» **Text block**:
======

What this item enables

A documented reference condition for comparing governed and less-governed runs.
More credible claims about the value of structured prompting, RAG, PEFT/LoRA, or other influence methods.
Clearer attribution of changes in output quality, reliability, and traceability.
Stronger run-level evidence packs because the pre-intervention condition is visible.
Better scoring discipline across the five RAIDT pillars by reducing unsupported assumptions.
Organisational learning about where prompting alone is sufficient and where stronger controls are necessary.

Practical example / likely audience question

Audience question

Why include baseline?

Answer

The concern behind this question is usually that a baseline appears too simple to be useful. The direct answer is that baseline prompting is useful precisely because it is simple: it reveals what the model can do before governance scaffolding is added, and therefore shows what extra intervention is genuinely contributing.

For example, suppose a team introduces a structured prompt template for drafting compliance summaries. If they only evaluate the templated version, they may conclude that the template produces trustworthy outputs. However, without a baseline they cannot tell whether the trustworthiness came from the template itself, from the underlying model, or from reviewer correction after the fact. A documented baseline run makes this comparison visible.

RAIDT handles this better than a generic AI governance approach because it ties the comparison to a specific run, a specific context, and a specific evidence pack. The question is not only whether a prompt seems better in general, but whether the evidence at run level shows a measurable governance improvement that can be reviewed, contested, and repeated.

Practical example in RAIDT terms

Consider a healthcare administration use case in which a generative AI tool drafts patient discharge letters for clinician review. A baseline-prompting run uses a simple instruction such as: draft a discharge letter from the supplied notes. The run-level issue is that the output may be fluent but inconsistent in structure, may omit explanation of uncertainty, and may not make source dependence visible.

======

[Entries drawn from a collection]
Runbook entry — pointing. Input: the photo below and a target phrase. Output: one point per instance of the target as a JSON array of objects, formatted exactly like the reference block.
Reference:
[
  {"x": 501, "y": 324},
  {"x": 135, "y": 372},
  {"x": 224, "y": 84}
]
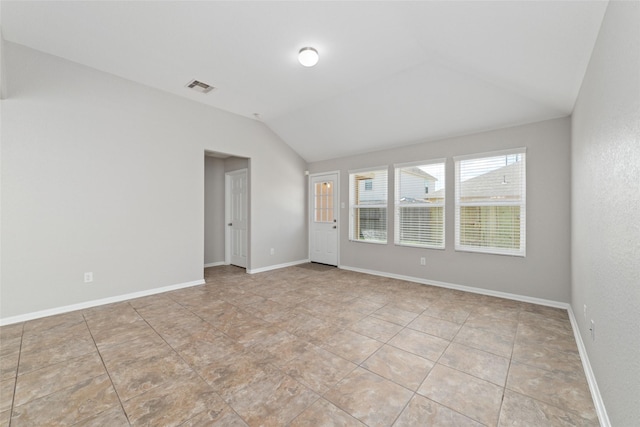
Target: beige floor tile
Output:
[
  {"x": 318, "y": 369},
  {"x": 545, "y": 358},
  {"x": 424, "y": 345},
  {"x": 9, "y": 365},
  {"x": 280, "y": 348},
  {"x": 114, "y": 417},
  {"x": 36, "y": 339},
  {"x": 56, "y": 352},
  {"x": 482, "y": 339},
  {"x": 519, "y": 410},
  {"x": 550, "y": 338},
  {"x": 274, "y": 399},
  {"x": 370, "y": 398},
  {"x": 555, "y": 388},
  {"x": 480, "y": 364},
  {"x": 202, "y": 353},
  {"x": 468, "y": 395},
  {"x": 375, "y": 328},
  {"x": 424, "y": 412},
  {"x": 42, "y": 382},
  {"x": 216, "y": 417},
  {"x": 52, "y": 324},
  {"x": 218, "y": 354},
  {"x": 67, "y": 406},
  {"x": 231, "y": 374},
  {"x": 351, "y": 345},
  {"x": 434, "y": 326},
  {"x": 325, "y": 414},
  {"x": 494, "y": 324},
  {"x": 5, "y": 418},
  {"x": 10, "y": 345},
  {"x": 399, "y": 366},
  {"x": 135, "y": 377},
  {"x": 11, "y": 331},
  {"x": 137, "y": 329},
  {"x": 449, "y": 311},
  {"x": 7, "y": 387},
  {"x": 394, "y": 315},
  {"x": 173, "y": 404}
]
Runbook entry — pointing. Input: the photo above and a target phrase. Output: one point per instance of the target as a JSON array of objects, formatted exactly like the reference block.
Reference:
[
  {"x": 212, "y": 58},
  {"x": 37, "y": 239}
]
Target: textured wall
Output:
[
  {"x": 105, "y": 175},
  {"x": 606, "y": 211},
  {"x": 544, "y": 273}
]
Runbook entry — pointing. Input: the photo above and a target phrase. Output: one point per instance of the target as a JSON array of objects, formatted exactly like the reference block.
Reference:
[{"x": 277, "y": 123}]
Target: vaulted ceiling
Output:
[{"x": 390, "y": 72}]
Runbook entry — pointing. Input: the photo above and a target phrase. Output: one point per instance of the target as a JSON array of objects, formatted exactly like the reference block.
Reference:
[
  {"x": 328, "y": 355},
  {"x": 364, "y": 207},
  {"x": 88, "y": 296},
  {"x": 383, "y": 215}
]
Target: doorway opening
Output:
[
  {"x": 226, "y": 212},
  {"x": 324, "y": 216}
]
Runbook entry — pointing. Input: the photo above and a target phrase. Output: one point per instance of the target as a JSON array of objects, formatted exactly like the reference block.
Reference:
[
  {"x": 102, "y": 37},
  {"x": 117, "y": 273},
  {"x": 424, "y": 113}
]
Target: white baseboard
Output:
[
  {"x": 591, "y": 379},
  {"x": 277, "y": 266},
  {"x": 214, "y": 264},
  {"x": 481, "y": 291},
  {"x": 95, "y": 303}
]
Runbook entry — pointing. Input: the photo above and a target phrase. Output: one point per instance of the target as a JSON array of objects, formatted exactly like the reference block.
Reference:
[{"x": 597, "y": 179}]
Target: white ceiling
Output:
[{"x": 390, "y": 72}]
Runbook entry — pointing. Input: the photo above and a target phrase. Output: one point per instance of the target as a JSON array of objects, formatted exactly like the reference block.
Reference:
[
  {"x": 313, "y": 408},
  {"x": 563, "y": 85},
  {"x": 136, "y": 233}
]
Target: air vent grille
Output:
[{"x": 199, "y": 86}]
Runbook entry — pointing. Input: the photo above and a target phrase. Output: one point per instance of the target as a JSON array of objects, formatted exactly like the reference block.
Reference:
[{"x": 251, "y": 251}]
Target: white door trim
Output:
[
  {"x": 311, "y": 208},
  {"x": 227, "y": 214}
]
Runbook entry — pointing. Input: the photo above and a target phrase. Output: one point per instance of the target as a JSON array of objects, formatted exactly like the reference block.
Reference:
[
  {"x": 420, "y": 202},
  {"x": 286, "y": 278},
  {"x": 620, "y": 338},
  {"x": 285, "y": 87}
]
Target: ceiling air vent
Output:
[{"x": 199, "y": 86}]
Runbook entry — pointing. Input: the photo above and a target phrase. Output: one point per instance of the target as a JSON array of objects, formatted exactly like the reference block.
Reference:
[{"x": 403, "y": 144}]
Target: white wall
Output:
[
  {"x": 606, "y": 211},
  {"x": 104, "y": 175},
  {"x": 214, "y": 205},
  {"x": 544, "y": 273}
]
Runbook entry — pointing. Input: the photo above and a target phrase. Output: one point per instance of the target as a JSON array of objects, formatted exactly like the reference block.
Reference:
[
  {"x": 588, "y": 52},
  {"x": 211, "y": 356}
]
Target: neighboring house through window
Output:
[
  {"x": 490, "y": 202},
  {"x": 419, "y": 204},
  {"x": 368, "y": 205}
]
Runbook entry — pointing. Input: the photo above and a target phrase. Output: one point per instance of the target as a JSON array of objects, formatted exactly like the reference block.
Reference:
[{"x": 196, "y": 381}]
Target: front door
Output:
[
  {"x": 323, "y": 239},
  {"x": 237, "y": 217}
]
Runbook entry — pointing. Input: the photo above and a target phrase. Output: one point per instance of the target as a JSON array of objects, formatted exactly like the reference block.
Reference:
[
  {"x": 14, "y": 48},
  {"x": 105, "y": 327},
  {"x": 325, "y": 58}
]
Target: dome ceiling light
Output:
[{"x": 308, "y": 56}]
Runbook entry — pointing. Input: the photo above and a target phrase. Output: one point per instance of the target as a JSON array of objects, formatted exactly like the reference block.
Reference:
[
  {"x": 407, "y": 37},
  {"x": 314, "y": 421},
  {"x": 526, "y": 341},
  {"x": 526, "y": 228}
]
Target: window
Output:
[
  {"x": 368, "y": 205},
  {"x": 491, "y": 202},
  {"x": 323, "y": 206},
  {"x": 419, "y": 203}
]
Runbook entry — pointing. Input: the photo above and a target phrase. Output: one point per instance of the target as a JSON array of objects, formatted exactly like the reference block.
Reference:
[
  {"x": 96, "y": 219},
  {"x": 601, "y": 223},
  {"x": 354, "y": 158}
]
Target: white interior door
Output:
[
  {"x": 323, "y": 239},
  {"x": 237, "y": 217}
]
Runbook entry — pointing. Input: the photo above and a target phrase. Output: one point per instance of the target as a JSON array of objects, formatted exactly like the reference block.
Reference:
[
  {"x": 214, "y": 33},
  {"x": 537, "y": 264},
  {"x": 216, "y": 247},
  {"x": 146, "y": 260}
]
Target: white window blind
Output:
[
  {"x": 490, "y": 202},
  {"x": 368, "y": 205},
  {"x": 419, "y": 204}
]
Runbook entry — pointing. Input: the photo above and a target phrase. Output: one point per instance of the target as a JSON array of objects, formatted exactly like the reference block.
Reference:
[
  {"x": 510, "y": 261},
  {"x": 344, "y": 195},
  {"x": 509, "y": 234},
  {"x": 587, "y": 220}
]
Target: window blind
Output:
[
  {"x": 420, "y": 204},
  {"x": 368, "y": 205},
  {"x": 490, "y": 202}
]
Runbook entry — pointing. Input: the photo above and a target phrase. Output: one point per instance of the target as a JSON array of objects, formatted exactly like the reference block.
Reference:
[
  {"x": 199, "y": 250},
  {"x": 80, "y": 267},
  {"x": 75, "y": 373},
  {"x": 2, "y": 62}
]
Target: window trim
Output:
[
  {"x": 353, "y": 206},
  {"x": 521, "y": 252},
  {"x": 396, "y": 211}
]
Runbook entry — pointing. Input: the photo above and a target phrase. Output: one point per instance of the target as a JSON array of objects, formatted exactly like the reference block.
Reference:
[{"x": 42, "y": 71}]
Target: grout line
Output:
[
  {"x": 15, "y": 384},
  {"x": 187, "y": 363},
  {"x": 106, "y": 370}
]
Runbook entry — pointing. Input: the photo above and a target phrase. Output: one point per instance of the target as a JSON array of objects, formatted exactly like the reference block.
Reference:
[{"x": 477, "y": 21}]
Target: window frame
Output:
[
  {"x": 353, "y": 206},
  {"x": 397, "y": 204},
  {"x": 522, "y": 204}
]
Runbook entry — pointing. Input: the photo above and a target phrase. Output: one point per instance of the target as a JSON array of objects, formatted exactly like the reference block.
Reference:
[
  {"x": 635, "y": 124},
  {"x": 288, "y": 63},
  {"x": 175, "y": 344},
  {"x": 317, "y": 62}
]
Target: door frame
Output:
[
  {"x": 310, "y": 209},
  {"x": 227, "y": 214}
]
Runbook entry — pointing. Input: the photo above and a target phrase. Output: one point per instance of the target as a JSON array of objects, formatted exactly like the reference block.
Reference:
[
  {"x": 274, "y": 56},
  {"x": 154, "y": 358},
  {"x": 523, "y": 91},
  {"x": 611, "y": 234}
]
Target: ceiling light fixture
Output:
[{"x": 308, "y": 56}]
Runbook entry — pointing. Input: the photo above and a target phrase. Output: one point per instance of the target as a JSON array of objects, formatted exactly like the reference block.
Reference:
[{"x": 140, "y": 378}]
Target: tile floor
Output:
[{"x": 302, "y": 346}]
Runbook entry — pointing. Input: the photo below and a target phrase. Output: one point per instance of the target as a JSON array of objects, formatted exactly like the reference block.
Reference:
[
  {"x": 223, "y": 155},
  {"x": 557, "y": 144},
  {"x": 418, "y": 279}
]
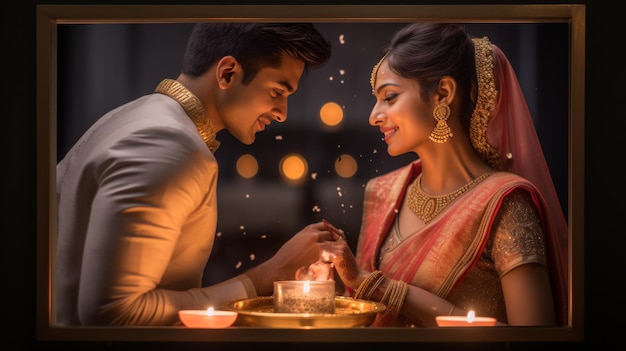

======

» **Activity**: In the text on baseline prompting, what simple instruction does the baseline-prompting run give in the discharge letter use case? You won't need the data to do this.

» **Exercise solution**: Draft a discharge letter from the supplied notes.